(页面正文)
****************************************

[usaco]5.4.5 Big Barn题解

5
 
Big Barn

A Special Treat
Farmer John wants to place a big square barn on his square farm. He hates to cut down trees on his farm and wants to find a location for his barn that enables him to build it only on land that is already clear of trees. For our purposes, his land is divided
into N x N parcels. The input contains a list of parcels that contain trees. Your job is to determine and report the largest possible square barn that can be placed on his land without having to clear away trees. The barn sides must be parallel to the horizontal
or vertical axis.

EXAMPLE
Consider the following grid of Farmer John's land where `.' represents a parcel with no trees and `#' represents a parcel with trees:

          1 2 3 4 5 6 7 8
        1 . . . . . . . .
        2 . # . . . # . .
        3 . . . . . . . .
        4 . . . . . . . .
        5 . . . . . . . .
        6 . . # . . . . .
        7 . . . . . . . .
        8 . . . . . . . .

The largest barn is 5 x 5 and can be placed in either of two locations in the lower right part of the grid.

PROGRAM NAME: bigbrn
INPUT FORMAT
Line 1:  Two integers: N (1 <= N <= 1000), the number of parcels on a side, and T (1 <= T <= 10,000) the number of parcels with trees 

Lines 2..T+1: Two integers (1 <= each integer <= N), the row and column of a tree parcel 

SAMPLE INPUT (file bigbrn.in)
8 3
2 2
2 6
6 3

OUTPUT FORMAT
The output file should consist of exactly one line, the maximum side length of John's barn.

SAMPLE OUTPUT (file bigbrn.out)
5

--------------------------------------------------------------------------------

以前做过类似的题，所以这次特别的快。
算法很简单，记录每一个节点向左上方能够延伸出来的最大的方块的大小，以及能够向左延伸的最大距离，还有向上延伸的最大距离。
这样一来，如果某个节点是树木，那么这个节点的2个变量置0，否则left和up分别是上一个节点累加1，而squre取左上方一个节点+1，和left还有up相比较，取最小值，就是当前节点的squre。

还有个节省空间的办法，left，up还有squre三个矩阵并不需要n×n，因为有些行用过之后就没有用了，因此只需要保存两行就行了。

USER: Ma yunlei [yunleis2]
TASK: bigbrn
LANG: C++

Compiling...
Compile: OK

Executing...

****************************************

(所给材料)

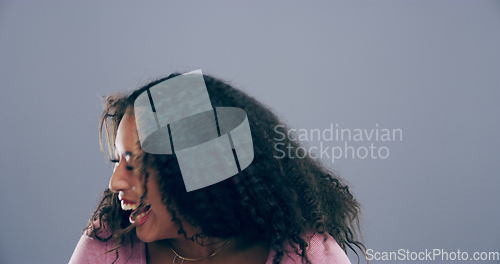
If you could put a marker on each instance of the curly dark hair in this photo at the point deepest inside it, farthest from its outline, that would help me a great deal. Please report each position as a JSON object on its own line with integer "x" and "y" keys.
{"x": 274, "y": 200}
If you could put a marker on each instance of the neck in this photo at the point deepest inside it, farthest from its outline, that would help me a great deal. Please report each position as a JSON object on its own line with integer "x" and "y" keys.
{"x": 189, "y": 249}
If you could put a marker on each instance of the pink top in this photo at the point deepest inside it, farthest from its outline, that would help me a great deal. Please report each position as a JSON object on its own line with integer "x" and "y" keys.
{"x": 90, "y": 250}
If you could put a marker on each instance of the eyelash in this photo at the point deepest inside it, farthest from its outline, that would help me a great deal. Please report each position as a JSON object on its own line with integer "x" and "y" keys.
{"x": 116, "y": 161}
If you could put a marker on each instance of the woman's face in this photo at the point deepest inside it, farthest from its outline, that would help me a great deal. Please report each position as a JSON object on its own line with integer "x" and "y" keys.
{"x": 152, "y": 222}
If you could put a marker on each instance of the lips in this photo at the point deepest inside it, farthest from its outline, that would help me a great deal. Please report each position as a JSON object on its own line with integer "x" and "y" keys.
{"x": 140, "y": 215}
{"x": 128, "y": 205}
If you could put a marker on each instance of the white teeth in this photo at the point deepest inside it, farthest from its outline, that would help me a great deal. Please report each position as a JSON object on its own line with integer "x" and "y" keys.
{"x": 127, "y": 206}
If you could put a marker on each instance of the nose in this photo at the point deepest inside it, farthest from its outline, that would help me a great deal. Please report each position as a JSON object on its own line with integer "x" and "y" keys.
{"x": 120, "y": 179}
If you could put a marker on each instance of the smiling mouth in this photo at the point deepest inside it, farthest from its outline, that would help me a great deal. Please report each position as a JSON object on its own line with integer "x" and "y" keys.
{"x": 140, "y": 214}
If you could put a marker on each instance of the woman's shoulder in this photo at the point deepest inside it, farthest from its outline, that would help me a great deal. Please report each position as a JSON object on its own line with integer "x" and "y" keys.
{"x": 319, "y": 251}
{"x": 91, "y": 249}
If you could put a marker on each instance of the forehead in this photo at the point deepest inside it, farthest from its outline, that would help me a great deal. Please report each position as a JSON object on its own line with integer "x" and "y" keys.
{"x": 126, "y": 136}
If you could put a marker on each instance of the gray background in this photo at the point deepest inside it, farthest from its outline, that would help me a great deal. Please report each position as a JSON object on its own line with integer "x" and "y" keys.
{"x": 428, "y": 67}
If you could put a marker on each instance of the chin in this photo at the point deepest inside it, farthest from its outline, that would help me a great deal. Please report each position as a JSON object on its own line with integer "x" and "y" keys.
{"x": 144, "y": 236}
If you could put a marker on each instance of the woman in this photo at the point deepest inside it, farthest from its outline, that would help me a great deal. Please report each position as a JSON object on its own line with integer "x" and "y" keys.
{"x": 276, "y": 210}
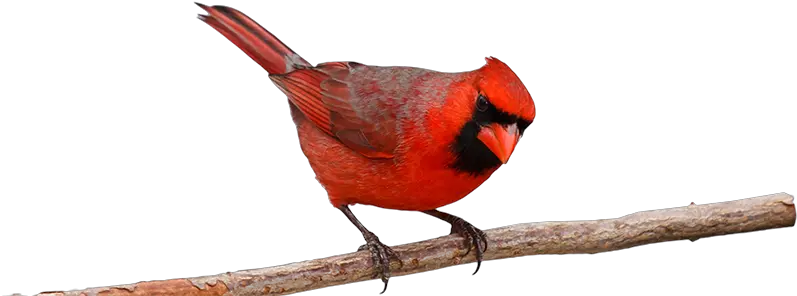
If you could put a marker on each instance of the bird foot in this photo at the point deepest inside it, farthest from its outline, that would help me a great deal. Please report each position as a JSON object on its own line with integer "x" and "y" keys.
{"x": 382, "y": 254}
{"x": 473, "y": 236}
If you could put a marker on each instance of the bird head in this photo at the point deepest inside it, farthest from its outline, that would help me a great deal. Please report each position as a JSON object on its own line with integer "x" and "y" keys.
{"x": 494, "y": 106}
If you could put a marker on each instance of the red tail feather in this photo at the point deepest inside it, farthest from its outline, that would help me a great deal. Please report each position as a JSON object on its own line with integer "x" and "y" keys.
{"x": 260, "y": 45}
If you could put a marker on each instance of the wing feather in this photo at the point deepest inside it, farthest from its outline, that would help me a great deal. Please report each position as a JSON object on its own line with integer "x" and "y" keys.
{"x": 325, "y": 96}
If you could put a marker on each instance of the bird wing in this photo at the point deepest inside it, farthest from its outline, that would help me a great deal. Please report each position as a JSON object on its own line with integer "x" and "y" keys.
{"x": 324, "y": 95}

****************************************

(练习任务)
(1) 把Big Barn题解中以“算法很简单”开头的那一段改写成条目式列表，保留其主要内容。
(2) 在Big Barn题解的输入格式中，N的取值范围是多少？
(3) 照原样抄录Big Barn题解中从“OUTPUT FORMAT”起到“离，还有向上延伸的最大距离。”止（含这两处）的部分。

(逐题解答)
(1)
算法对每个节点记录三项：
- 向左上方能够延伸出来的最大方块的大小；
- 向左能够延伸的最大距离；
- 向上能够延伸的最大距离。

(2) 1 <= N <= 1000。

(3)
OUTPUT FORMAT
The output file should consist of exactly one line, the maximum side length of John's barn.

SAMPLE OUTPUT (file bigbrn.out)
5

--------------------------------------------------------------------------------

以前做过类似的题，所以这次特别的快。
算法很简单，记录每一个节点向左上方能够延伸出来的最大的方块的大小，以及能够向左延伸的最大距离，还有向上延伸的最大距离。